_EXERCISE AIM_
Arrange the lines of the items, starting with the line that contains "Objective: for every instance of the white window" and continuing through the final line of the items, as a Markdown table with the columns Row and Line. Number each line in order and omit any blank lines.

--- Start INPUT FOR THIS TASK ---

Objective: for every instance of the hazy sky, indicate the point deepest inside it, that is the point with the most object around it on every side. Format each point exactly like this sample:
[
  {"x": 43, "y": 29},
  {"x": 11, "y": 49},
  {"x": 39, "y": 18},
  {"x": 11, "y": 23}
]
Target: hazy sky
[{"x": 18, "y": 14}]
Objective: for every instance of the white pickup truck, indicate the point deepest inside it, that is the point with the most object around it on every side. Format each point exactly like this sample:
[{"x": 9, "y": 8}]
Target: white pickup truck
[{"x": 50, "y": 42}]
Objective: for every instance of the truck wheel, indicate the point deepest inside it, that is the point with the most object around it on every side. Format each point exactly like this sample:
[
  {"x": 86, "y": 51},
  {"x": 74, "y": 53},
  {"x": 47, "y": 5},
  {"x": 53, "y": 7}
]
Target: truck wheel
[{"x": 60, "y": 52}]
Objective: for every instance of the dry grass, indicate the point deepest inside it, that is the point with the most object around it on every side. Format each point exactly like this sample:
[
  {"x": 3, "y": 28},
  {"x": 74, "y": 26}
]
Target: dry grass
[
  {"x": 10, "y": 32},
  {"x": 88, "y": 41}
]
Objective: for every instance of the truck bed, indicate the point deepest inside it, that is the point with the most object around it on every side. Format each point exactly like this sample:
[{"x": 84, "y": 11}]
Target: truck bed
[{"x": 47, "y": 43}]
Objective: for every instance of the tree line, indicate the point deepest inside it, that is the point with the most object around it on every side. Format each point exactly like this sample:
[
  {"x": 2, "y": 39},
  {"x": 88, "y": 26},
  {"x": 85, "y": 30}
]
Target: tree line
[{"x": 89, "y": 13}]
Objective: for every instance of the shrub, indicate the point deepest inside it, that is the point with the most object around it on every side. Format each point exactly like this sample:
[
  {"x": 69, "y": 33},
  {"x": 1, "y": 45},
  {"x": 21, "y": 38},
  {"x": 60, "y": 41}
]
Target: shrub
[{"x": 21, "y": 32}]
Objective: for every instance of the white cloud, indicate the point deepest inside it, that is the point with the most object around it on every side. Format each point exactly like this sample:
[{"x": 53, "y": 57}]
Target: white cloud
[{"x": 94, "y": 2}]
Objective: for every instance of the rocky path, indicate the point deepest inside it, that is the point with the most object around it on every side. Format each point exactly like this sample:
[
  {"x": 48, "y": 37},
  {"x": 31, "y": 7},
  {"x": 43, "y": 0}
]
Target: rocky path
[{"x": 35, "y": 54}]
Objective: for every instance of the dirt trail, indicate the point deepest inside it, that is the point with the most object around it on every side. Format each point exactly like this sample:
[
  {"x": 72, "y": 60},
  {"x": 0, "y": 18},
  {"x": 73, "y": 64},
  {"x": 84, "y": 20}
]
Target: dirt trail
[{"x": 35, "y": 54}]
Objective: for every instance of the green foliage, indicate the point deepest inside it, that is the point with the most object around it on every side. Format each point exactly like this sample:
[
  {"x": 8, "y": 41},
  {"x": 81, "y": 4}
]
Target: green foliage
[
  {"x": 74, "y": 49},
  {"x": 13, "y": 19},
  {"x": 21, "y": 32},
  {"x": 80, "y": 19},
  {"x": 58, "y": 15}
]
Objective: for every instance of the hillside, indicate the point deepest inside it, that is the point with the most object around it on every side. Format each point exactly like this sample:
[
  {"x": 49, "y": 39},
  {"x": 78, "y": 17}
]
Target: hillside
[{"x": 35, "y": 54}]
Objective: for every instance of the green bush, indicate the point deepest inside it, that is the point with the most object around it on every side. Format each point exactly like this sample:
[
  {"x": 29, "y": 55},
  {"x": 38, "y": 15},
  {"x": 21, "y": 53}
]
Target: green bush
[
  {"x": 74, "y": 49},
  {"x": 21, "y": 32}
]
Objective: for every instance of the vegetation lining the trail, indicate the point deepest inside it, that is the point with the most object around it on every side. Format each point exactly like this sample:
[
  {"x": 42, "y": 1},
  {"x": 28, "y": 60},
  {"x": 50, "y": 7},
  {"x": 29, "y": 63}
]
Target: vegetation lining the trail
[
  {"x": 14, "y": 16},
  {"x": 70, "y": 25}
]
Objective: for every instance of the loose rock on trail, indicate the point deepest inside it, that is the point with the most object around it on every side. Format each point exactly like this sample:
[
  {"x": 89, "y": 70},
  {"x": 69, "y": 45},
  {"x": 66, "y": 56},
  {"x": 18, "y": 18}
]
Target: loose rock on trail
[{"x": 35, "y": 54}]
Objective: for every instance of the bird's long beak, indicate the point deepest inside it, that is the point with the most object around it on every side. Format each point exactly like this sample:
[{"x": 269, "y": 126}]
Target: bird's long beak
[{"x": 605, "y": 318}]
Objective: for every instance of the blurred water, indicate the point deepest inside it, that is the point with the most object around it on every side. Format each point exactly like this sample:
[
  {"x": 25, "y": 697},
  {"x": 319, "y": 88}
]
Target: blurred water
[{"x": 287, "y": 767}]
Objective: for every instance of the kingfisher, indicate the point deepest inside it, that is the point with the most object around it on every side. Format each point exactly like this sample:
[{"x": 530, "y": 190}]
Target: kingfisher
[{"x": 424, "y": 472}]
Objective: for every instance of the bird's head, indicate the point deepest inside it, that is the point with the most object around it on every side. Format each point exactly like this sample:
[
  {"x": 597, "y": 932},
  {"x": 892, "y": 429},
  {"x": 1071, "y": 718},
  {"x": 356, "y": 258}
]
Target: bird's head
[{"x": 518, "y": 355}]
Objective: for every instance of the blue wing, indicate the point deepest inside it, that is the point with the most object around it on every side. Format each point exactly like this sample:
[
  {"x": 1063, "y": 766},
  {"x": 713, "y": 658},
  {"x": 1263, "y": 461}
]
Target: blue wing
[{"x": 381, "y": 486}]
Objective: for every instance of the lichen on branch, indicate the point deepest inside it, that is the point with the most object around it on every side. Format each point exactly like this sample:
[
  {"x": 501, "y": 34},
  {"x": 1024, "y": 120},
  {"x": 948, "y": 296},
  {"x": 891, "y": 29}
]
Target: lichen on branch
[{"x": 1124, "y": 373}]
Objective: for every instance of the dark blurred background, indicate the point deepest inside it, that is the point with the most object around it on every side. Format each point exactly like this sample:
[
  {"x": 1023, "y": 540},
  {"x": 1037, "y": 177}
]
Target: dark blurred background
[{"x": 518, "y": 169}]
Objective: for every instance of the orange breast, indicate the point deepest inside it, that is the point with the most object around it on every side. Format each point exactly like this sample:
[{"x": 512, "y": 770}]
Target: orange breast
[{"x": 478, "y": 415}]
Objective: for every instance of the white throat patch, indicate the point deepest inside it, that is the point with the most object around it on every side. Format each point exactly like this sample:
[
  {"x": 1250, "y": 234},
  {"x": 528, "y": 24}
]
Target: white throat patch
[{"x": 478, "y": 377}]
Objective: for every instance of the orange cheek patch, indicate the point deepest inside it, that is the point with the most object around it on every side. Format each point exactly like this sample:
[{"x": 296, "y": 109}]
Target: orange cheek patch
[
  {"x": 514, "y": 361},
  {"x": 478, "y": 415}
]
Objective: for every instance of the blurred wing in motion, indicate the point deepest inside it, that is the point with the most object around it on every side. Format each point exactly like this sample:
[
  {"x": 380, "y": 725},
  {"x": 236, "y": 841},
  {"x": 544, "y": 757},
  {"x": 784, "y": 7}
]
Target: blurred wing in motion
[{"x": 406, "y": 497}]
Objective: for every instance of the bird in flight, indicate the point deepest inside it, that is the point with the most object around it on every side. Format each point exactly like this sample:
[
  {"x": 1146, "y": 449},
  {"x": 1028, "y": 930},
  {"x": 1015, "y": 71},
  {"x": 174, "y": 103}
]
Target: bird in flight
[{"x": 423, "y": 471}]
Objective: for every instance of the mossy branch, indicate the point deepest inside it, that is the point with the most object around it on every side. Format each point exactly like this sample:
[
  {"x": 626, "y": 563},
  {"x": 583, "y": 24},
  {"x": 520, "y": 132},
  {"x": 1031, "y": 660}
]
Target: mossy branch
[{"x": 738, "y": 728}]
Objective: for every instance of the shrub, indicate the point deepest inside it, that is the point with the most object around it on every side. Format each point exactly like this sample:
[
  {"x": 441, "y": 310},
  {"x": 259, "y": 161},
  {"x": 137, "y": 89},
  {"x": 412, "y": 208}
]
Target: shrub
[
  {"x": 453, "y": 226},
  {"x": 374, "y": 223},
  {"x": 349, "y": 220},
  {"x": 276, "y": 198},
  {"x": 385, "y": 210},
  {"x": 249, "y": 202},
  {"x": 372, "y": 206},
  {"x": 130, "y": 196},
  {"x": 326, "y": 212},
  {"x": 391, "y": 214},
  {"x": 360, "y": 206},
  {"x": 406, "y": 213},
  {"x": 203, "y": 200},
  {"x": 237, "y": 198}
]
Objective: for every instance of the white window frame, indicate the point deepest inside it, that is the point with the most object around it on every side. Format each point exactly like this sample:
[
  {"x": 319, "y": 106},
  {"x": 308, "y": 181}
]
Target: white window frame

--- End INPUT FOR THIS TASK ---

_COMPLETED EXERCISE_
| Row | Line |
|---|---|
| 1 | Objective: for every instance of the white window frame, indicate the point deepest inside it, that is the point with the most object around it on every side. Format each point exactly like this sample: |
| 2 | [ |
| 3 |   {"x": 319, "y": 106}, |
| 4 |   {"x": 308, "y": 181} |
| 5 | ] |
| 6 | Target: white window frame |